### Source data:
-------------------------
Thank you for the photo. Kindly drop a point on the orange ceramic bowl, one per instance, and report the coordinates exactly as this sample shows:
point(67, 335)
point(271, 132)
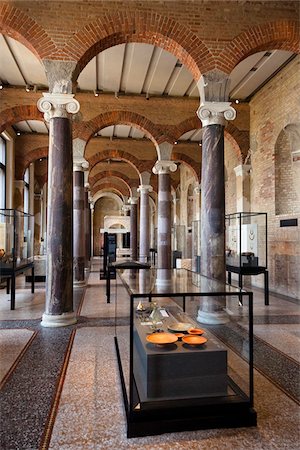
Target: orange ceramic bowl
point(195, 331)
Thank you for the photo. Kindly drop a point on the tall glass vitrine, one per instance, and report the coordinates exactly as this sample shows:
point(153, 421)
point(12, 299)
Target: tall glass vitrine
point(186, 353)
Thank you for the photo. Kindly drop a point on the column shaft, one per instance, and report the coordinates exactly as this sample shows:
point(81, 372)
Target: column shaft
point(133, 231)
point(213, 203)
point(79, 232)
point(59, 287)
point(144, 226)
point(164, 222)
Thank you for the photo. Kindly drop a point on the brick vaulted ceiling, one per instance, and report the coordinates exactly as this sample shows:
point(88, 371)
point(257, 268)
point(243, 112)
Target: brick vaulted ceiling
point(142, 66)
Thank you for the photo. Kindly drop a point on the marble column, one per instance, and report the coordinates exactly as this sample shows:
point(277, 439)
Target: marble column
point(144, 191)
point(164, 219)
point(213, 116)
point(87, 227)
point(133, 228)
point(79, 247)
point(59, 269)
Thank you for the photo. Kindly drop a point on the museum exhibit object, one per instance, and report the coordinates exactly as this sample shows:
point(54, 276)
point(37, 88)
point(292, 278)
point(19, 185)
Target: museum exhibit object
point(246, 247)
point(16, 244)
point(185, 356)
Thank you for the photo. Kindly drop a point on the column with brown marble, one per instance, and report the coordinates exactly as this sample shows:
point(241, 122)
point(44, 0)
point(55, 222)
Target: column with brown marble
point(163, 169)
point(213, 116)
point(144, 191)
point(133, 227)
point(87, 227)
point(59, 270)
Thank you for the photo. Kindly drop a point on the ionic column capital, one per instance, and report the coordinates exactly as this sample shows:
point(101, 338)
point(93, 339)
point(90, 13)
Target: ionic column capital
point(163, 166)
point(215, 113)
point(133, 200)
point(145, 189)
point(58, 105)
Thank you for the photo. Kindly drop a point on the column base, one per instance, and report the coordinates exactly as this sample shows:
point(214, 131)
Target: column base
point(59, 320)
point(212, 318)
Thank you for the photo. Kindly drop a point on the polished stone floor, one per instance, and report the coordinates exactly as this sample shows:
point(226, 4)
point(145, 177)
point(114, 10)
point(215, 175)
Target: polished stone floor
point(60, 388)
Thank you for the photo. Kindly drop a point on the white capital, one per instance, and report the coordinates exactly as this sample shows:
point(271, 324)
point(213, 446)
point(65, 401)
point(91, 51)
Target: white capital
point(57, 105)
point(215, 113)
point(145, 188)
point(133, 200)
point(162, 166)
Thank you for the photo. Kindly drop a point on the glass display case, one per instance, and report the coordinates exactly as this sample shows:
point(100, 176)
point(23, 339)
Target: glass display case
point(246, 246)
point(16, 247)
point(186, 355)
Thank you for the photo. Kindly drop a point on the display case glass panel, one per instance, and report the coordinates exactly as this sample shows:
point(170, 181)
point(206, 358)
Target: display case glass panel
point(246, 239)
point(187, 347)
point(16, 238)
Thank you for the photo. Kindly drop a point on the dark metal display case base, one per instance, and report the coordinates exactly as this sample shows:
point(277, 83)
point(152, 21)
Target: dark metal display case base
point(250, 270)
point(191, 415)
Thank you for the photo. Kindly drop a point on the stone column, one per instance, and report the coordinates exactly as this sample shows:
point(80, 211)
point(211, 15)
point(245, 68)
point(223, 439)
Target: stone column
point(144, 191)
point(59, 278)
point(213, 116)
point(79, 246)
point(242, 173)
point(87, 227)
point(164, 221)
point(133, 227)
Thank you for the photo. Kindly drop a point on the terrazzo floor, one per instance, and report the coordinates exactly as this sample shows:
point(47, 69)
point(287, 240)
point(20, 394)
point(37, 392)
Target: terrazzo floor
point(61, 389)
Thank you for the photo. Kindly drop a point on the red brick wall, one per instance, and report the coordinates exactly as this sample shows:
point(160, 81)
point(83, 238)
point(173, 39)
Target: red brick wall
point(274, 107)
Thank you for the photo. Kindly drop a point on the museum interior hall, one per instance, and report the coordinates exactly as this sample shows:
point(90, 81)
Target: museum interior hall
point(149, 224)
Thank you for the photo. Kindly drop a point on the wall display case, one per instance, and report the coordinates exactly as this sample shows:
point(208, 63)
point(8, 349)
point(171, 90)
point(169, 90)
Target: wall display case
point(186, 356)
point(246, 246)
point(16, 247)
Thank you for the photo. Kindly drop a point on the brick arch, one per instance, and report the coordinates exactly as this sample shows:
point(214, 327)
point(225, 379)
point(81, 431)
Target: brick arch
point(33, 36)
point(109, 185)
point(193, 165)
point(86, 130)
point(109, 174)
point(18, 113)
point(281, 34)
point(23, 161)
point(192, 123)
point(143, 27)
point(124, 156)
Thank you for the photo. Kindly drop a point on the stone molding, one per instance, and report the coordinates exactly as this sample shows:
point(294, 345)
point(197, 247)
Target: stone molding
point(163, 166)
point(145, 189)
point(80, 165)
point(133, 200)
point(242, 170)
point(58, 105)
point(215, 113)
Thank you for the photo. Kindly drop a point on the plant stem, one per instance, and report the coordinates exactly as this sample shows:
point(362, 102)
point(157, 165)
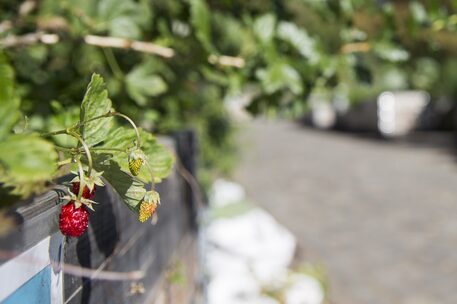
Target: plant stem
point(64, 162)
point(108, 149)
point(81, 179)
point(112, 63)
point(86, 149)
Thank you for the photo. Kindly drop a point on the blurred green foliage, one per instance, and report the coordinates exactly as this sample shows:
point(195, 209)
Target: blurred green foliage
point(289, 49)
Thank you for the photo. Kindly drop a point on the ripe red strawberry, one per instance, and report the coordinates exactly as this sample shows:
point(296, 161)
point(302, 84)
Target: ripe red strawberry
point(86, 192)
point(73, 221)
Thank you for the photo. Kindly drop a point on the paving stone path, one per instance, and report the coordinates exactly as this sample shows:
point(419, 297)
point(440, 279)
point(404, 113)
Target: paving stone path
point(381, 217)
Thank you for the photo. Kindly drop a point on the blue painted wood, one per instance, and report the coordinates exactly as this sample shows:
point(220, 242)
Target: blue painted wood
point(35, 291)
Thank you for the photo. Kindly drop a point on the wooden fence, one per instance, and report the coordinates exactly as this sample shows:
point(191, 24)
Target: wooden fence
point(118, 260)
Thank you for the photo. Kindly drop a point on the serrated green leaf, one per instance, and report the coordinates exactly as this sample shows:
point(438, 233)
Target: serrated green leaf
point(95, 103)
point(142, 84)
point(159, 160)
point(9, 103)
point(129, 188)
point(33, 160)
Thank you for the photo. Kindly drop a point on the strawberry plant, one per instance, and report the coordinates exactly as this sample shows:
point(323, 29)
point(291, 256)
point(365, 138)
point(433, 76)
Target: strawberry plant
point(127, 157)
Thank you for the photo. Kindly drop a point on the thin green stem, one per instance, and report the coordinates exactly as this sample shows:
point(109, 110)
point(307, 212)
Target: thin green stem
point(112, 63)
point(81, 178)
point(86, 149)
point(59, 132)
point(138, 140)
point(64, 162)
point(109, 149)
point(63, 149)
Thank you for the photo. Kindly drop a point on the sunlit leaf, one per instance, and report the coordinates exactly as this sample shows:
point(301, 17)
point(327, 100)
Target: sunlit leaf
point(130, 189)
point(95, 103)
point(159, 159)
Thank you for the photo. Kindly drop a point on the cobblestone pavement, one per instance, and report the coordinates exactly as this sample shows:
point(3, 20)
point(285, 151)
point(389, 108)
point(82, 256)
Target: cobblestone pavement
point(381, 217)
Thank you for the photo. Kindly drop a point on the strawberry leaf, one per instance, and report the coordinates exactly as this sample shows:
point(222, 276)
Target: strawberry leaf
point(158, 158)
point(130, 189)
point(95, 103)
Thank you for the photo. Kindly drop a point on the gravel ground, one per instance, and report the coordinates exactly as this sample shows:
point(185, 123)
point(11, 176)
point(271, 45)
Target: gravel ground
point(380, 216)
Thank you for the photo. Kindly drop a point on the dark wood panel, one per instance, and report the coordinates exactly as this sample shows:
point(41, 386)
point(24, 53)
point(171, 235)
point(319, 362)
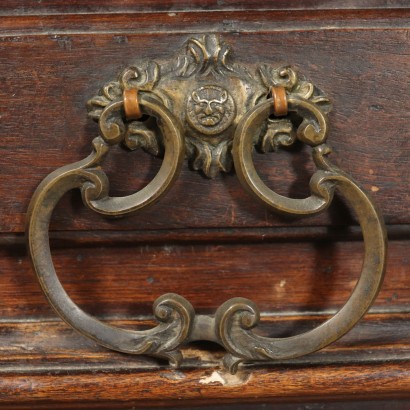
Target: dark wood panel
point(211, 21)
point(97, 6)
point(365, 73)
point(42, 361)
point(124, 281)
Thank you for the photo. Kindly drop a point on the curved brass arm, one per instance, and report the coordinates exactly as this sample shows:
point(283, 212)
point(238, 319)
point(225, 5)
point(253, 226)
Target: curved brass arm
point(215, 112)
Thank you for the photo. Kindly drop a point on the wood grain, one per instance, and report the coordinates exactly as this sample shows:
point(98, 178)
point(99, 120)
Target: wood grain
point(364, 72)
point(123, 281)
point(42, 361)
point(207, 240)
point(19, 7)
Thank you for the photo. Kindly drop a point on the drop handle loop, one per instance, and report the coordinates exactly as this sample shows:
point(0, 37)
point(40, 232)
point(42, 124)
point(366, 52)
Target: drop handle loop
point(215, 113)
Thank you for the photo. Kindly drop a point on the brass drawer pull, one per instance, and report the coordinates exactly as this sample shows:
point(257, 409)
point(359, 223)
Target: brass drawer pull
point(205, 107)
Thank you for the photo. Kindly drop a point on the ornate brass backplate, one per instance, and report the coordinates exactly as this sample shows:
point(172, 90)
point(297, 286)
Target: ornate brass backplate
point(204, 106)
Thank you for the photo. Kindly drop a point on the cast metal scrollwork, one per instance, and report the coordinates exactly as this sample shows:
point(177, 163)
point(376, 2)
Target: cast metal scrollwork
point(204, 106)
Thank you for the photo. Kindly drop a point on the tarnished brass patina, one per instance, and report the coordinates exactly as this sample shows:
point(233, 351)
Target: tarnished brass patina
point(205, 107)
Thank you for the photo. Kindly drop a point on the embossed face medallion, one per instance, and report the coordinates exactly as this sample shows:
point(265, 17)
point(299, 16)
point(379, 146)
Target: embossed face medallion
point(210, 109)
point(209, 93)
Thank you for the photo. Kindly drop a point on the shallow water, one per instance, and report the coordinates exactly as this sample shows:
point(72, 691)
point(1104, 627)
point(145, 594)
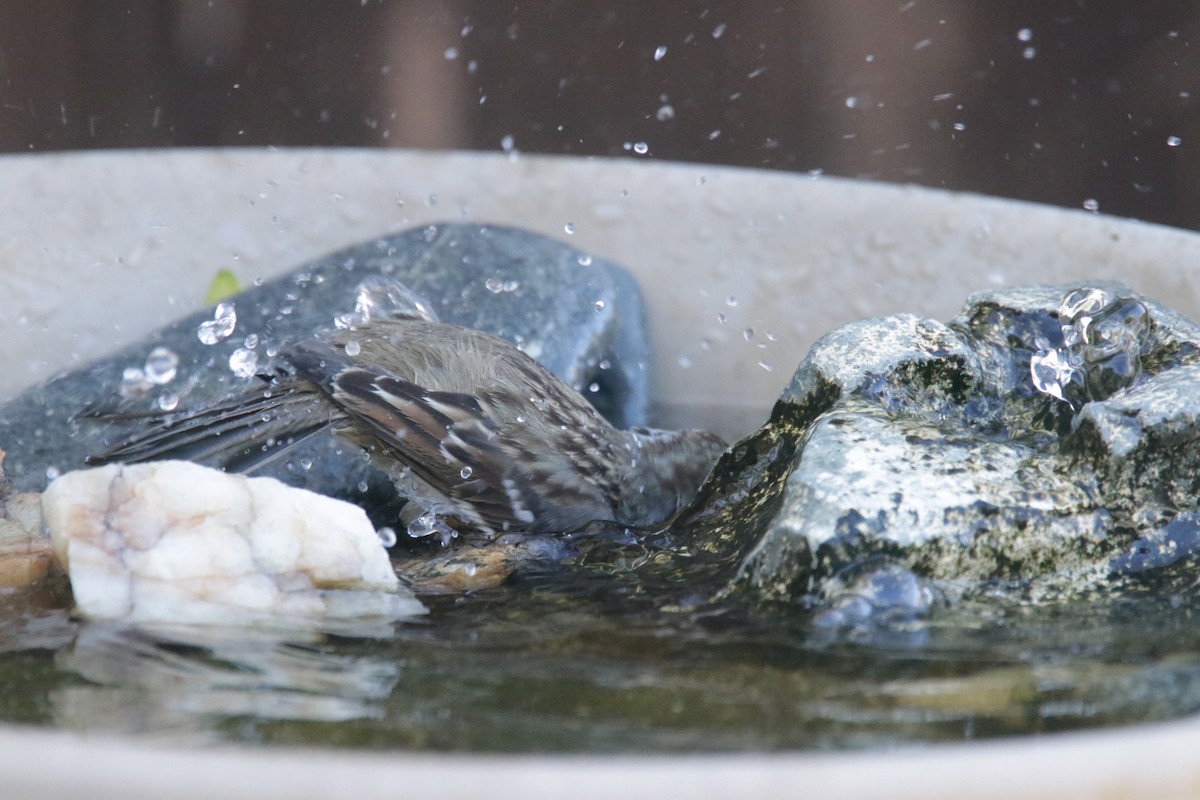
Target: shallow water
point(569, 662)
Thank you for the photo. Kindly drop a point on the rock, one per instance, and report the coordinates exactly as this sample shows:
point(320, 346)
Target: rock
point(179, 543)
point(25, 552)
point(941, 449)
point(580, 316)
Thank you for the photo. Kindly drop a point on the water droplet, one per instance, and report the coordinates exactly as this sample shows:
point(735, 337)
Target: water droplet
point(430, 524)
point(1050, 372)
point(221, 326)
point(133, 383)
point(161, 366)
point(379, 298)
point(244, 362)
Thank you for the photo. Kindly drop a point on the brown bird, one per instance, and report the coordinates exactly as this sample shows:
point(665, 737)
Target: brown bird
point(479, 434)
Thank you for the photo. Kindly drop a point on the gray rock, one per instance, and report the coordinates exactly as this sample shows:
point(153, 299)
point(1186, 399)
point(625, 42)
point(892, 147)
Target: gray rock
point(580, 316)
point(929, 449)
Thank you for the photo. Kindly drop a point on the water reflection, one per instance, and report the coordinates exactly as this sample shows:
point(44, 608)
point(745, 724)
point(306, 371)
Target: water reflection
point(573, 665)
point(185, 683)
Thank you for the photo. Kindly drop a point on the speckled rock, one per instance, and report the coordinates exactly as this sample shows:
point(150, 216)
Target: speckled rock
point(580, 316)
point(174, 542)
point(929, 447)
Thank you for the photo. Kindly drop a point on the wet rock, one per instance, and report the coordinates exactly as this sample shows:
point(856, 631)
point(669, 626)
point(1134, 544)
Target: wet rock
point(577, 314)
point(174, 542)
point(942, 450)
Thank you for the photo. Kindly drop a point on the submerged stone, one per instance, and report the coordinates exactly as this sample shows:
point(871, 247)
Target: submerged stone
point(579, 316)
point(940, 450)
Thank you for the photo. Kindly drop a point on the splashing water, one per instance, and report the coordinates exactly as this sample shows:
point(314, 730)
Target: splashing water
point(1102, 343)
point(221, 326)
point(379, 298)
point(431, 524)
point(244, 362)
point(161, 366)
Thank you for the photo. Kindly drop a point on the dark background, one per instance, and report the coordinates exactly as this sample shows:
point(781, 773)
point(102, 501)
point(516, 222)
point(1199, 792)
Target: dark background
point(1060, 102)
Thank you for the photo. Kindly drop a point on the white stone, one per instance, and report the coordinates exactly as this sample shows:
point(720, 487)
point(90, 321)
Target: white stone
point(177, 542)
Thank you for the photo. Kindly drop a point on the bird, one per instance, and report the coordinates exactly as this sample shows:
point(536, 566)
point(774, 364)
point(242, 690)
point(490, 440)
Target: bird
-------------------------
### Aim:
Reproduce everything from the line containing "the red brick" down to the line containing "point(149, 224)", changing "red brick wall" to "brick partition wall" and leaving the rest as it is.

### The response:
Thank you for the photo. Kindly drop a point on the brick partition wall, one per instance, and report the coordinates exactly as this sample shows:
point(160, 81)
point(83, 238)
point(173, 39)
Target: brick partition wall
point(274, 107)
Thank you for the photo. Kindly drop a point on the museum interior hall, one per instance, and report the coordinates exactly as this sample shows:
point(90, 81)
Target: museum interior hall
point(149, 224)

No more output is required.